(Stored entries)
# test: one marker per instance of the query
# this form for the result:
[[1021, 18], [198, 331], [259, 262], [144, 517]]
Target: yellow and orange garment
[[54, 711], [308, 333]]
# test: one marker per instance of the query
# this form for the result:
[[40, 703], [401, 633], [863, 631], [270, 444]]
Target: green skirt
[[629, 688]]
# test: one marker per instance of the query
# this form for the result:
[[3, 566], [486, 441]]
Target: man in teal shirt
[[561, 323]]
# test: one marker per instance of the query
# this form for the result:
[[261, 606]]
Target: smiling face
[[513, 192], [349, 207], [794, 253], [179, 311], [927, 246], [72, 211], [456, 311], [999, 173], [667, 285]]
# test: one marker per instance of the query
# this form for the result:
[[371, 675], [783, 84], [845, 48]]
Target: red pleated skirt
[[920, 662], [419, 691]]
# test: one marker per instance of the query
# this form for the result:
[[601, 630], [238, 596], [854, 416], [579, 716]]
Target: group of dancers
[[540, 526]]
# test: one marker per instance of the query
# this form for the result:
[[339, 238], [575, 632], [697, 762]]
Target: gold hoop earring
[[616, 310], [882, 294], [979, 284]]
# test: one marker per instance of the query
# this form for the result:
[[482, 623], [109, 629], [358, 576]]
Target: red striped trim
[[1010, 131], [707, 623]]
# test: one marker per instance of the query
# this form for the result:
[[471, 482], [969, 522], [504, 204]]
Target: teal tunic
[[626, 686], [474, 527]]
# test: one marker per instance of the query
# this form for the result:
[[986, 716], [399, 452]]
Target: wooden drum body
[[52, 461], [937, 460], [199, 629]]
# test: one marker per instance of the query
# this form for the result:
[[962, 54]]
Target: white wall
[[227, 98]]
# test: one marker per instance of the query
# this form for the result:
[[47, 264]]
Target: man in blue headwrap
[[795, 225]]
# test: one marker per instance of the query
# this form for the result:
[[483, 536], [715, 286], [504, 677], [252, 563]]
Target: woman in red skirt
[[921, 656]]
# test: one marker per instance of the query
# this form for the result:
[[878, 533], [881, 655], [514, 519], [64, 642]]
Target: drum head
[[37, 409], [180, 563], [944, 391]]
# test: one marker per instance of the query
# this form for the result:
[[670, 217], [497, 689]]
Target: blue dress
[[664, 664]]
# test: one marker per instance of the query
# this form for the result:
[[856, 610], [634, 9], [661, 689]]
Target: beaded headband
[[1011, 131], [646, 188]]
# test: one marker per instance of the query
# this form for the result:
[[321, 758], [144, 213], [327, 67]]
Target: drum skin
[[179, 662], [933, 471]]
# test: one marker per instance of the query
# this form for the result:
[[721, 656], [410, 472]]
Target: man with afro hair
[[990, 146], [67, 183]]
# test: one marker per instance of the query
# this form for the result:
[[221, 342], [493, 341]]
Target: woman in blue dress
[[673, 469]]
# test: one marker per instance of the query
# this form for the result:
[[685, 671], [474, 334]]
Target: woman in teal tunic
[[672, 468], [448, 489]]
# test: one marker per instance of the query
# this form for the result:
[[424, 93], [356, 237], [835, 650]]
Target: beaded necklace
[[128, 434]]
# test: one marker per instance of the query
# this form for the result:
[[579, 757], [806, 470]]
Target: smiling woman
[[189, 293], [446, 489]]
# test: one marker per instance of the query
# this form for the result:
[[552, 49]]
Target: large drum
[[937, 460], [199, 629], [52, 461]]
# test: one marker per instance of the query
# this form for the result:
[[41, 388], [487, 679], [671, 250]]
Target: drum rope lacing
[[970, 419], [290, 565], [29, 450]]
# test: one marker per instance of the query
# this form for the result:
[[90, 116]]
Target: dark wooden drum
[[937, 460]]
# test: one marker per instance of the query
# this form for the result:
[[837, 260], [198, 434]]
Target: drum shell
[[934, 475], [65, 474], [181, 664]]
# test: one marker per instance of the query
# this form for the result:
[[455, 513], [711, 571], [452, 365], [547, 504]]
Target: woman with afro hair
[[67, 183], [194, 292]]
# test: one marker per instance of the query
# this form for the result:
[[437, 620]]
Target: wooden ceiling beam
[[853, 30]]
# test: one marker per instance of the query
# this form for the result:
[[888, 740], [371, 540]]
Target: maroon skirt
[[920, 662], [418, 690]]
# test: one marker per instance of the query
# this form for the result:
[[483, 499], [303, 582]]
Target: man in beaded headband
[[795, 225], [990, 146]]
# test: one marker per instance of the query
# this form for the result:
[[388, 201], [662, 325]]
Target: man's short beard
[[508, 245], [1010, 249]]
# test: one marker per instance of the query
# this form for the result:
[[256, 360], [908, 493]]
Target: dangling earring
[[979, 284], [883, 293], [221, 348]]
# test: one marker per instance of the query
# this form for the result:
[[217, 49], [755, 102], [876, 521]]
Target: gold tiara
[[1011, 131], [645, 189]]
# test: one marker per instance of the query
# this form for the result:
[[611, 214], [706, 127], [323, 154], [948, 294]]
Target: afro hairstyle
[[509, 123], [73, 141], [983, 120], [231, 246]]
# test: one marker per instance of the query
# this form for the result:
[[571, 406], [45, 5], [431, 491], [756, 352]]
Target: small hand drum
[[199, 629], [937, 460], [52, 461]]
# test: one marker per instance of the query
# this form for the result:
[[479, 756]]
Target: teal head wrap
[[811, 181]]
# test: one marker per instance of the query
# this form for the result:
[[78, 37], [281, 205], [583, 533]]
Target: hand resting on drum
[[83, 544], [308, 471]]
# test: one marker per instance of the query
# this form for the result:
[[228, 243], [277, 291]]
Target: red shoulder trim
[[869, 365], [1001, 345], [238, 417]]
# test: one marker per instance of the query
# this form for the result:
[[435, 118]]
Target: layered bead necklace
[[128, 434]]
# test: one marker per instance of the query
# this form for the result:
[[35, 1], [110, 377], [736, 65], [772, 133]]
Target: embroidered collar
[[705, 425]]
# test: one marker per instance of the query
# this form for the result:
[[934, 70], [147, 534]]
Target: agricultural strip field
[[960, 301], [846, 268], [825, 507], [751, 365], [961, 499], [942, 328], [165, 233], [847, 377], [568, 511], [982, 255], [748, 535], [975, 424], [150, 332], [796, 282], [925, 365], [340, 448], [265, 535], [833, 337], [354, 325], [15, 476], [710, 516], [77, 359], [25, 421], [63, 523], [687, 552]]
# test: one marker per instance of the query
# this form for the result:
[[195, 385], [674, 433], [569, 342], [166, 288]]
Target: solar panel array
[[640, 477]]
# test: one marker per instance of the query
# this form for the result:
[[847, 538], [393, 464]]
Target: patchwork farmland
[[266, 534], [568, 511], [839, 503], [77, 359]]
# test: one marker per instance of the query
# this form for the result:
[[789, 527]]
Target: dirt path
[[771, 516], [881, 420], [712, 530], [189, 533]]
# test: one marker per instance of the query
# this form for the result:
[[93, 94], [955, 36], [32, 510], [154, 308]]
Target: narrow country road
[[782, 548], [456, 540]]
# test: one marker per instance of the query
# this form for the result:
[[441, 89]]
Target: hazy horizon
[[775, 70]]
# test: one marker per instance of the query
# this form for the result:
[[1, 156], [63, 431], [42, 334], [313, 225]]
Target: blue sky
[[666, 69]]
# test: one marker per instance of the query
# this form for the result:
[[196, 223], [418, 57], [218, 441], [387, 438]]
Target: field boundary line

### WORK REQUIRED
Copy out every one of the records above verbatim, from first to last.

### FULL ANSWER
# test: one marker per instance of the query
# this form for the result:
[[1021, 18], [198, 331], [259, 262], [144, 517]]
Target: yellow and orange garment
[[54, 711], [308, 333]]
# test: one marker per instance of the query
# this form for the result:
[[40, 703], [401, 633], [863, 631], [270, 444]]
Target: green skirt
[[629, 688]]
# test: one marker per instance of the query
# this form for the result:
[[3, 566], [486, 441]]
Target: man in teal shirt
[[561, 323]]
# test: one marker per instance of the query
# this form for the result:
[[261, 606]]
Target: smiling face
[[513, 192], [349, 207], [794, 253], [179, 311], [927, 246], [72, 211], [456, 311], [999, 173], [667, 285]]
# test: one marker per instance of the query
# this form for the result:
[[371, 675], [783, 84], [845, 48]]
Target: red pleated skirt
[[920, 662], [419, 691]]
# test: one marker per instance of the query
# this form for the result:
[[601, 630], [238, 596], [854, 416], [579, 716]]
Target: group of dancers
[[540, 526]]
# test: one marker per instance of the query
# this form for the result:
[[339, 238], [575, 632], [697, 762]]
Target: gold hoop earring
[[616, 310], [882, 294], [979, 284]]
# test: one marker per instance of the query
# this form for the result:
[[482, 623], [109, 629], [358, 576]]
Target: red striped trim
[[1010, 131], [707, 623]]
# test: one marker per instance of the query
# this form for the result:
[[471, 482], [969, 522], [504, 204]]
Target: teal tunic
[[626, 686], [474, 527]]
# test: one marker per instance of the query
# this form for the result:
[[986, 716], [399, 452]]
Target: wooden drum body
[[52, 461], [937, 460], [199, 629]]
# test: one marker per instance of the query
# this form for the result:
[[962, 54]]
Target: white wall
[[227, 98]]
# test: one marker per instance of the query
# this form for the result:
[[47, 264]]
Target: man in blue headwrap
[[795, 225]]
# test: one marker per instance of the query
# this form for the result:
[[483, 536], [715, 286], [504, 677], [252, 563]]
Target: woman in red skirt
[[921, 656]]
# test: one marker per instance of the query
# this form for the result:
[[878, 533], [881, 655], [514, 519], [64, 642]]
Target: drum head
[[37, 409], [180, 563], [944, 391]]
# test: one marker per instance of the query
# this form for the result:
[[670, 217], [497, 689]]
Target: blue dress
[[664, 664]]
# test: one marker per instance of the query
# this form for the result:
[[856, 610], [634, 9], [661, 689]]
Target: beaded headband
[[1011, 131], [646, 188]]
# test: one marker per instance of the query
# this form for the result:
[[321, 758], [144, 213], [327, 67]]
Target: drum skin
[[179, 662], [933, 471]]
# test: one marker per instance of the query
# this form for the result:
[[721, 656], [410, 472]]
Target: man with afro hair
[[990, 146], [67, 183]]
# test: one marker per instance of the query
# this form for the result:
[[221, 342], [493, 341]]
Target: woman in blue dress
[[673, 469]]
# test: one marker per instance of the query
# this form for the result:
[[685, 671], [474, 334]]
Target: woman in teal tunic
[[672, 468], [448, 489]]
# test: one marker per instance of the query
# this form for the result:
[[424, 93], [356, 237], [835, 650]]
Target: beaded necklace
[[128, 434]]
# test: one marker per instance of the query
# this form for the result:
[[579, 757], [806, 470]]
Target: smiling woman
[[189, 293], [446, 489]]
# test: one marker per instance of the query
# this form for the result:
[[552, 49]]
Target: large drum
[[937, 460], [199, 629], [52, 461]]
# test: one marker per instance of the query
# this form for the result:
[[41, 388], [487, 679], [671, 250]]
Target: drum rope lacing
[[970, 419], [290, 565], [29, 450]]
# test: one marker per instance of the query
# this form for the result:
[[90, 116]]
Target: dark wooden drum
[[937, 460]]
# test: one marker per instance of the query
# this form for the result:
[[837, 260], [198, 434]]
Target: drum shell
[[934, 475], [65, 474], [181, 664]]
# test: one marker per instance of the query
# this form for the result:
[[455, 513], [711, 571], [452, 365], [547, 504]]
Target: woman with afro hair
[[67, 183], [194, 292]]
# test: one marker per instance of the query
# this form for the result:
[[437, 620]]
Target: wooden ceiling beam
[[853, 30]]
# test: one marker per instance of the query
# this form for the result:
[[888, 740], [371, 540]]
Target: maroon skirt
[[920, 662], [418, 690]]
# test: one marker per instance of the query
# this form for the result:
[[483, 499], [303, 582]]
Target: man in beaded headband
[[795, 225], [990, 146]]
# test: one marker per instance of the query
# this form for the result:
[[388, 201], [662, 325]]
Target: man's short beard
[[508, 245], [1010, 249]]
# test: one marker per instance of the query
# this form for the result:
[[256, 360], [908, 493]]
Target: dangling earring
[[979, 284], [883, 293], [221, 348]]
# test: one marker per instance of the query
# this form for the result:
[[217, 49], [755, 102], [876, 521]]
Target: gold tiara
[[1011, 131], [645, 189]]
# test: one marker per instance of the query
# this form for the result:
[[611, 214], [706, 127], [323, 154], [948, 294]]
Target: afro hairstyle
[[509, 123], [73, 141], [983, 120], [231, 246]]
# test: one marker per instance of the query
# this form for the result:
[[571, 406], [45, 5], [431, 491], [756, 352]]
Target: small hand drum
[[199, 629], [937, 460], [52, 461]]
# test: one marker per instance of the query
# this form for the result:
[[479, 756]]
Target: teal head wrap
[[811, 181]]
# test: one marker per instance of the query
# this form for the result:
[[78, 37], [281, 205], [583, 533]]
Target: hand resting on drum
[[83, 544], [308, 471]]
# test: one marker per instance of the query
# this form for the result:
[[228, 243], [277, 291]]
Target: red shoulder trim
[[869, 365], [1001, 345], [238, 417]]
# test: one marker per instance of the query
# this form for the result:
[[435, 118]]
Target: layered bead necklace
[[128, 434]]
# test: one marker per instance of the query
# this form for the result:
[[35, 1], [110, 377], [736, 65], [772, 133]]
Target: embroidered collar
[[705, 425]]
# test: one marker per instance of the query
# this form for the result:
[[934, 70], [147, 534]]
Target: agricultural strip field
[[960, 301], [846, 268], [825, 507], [751, 365], [961, 499], [942, 328], [165, 233], [847, 377], [568, 511], [982, 255], [748, 535], [975, 424], [150, 332], [796, 282], [925, 365], [340, 448], [265, 535], [833, 337], [354, 325], [15, 476], [710, 516], [77, 359], [25, 421], [63, 523], [687, 552]]
# test: one marker per instance of the query
# this form for the result:
[[195, 385], [674, 433], [569, 342], [166, 288]]
Target: solar panel array
[[640, 477]]
# test: one marker per instance of the query
# this form for the result:
[[847, 538], [393, 464]]
Target: patchwork farmland
[[266, 534], [568, 511], [839, 503], [77, 359]]
# test: one marker per instance of the query
# this form for the result:
[[789, 527]]
Target: dirt path
[[771, 516], [881, 420], [712, 530], [189, 533]]
# test: one marker per instance of the query
# this form for the result:
[[93, 94], [955, 36], [32, 510], [154, 308]]
Target: narrow country road
[[782, 548], [456, 540]]
# test: one marker per instance of the query
# this form for the result:
[[441, 89]]
Target: hazy horizon
[[775, 70]]
# test: one marker per instance of the query
# this form for the result:
[[1, 156], [63, 431], [42, 334], [313, 225]]
Target: blue sky
[[666, 69]]
# test: one marker per instance of the query
# this form for the result:
[[196, 223], [418, 57], [218, 441], [387, 438]]
Target: field boundary line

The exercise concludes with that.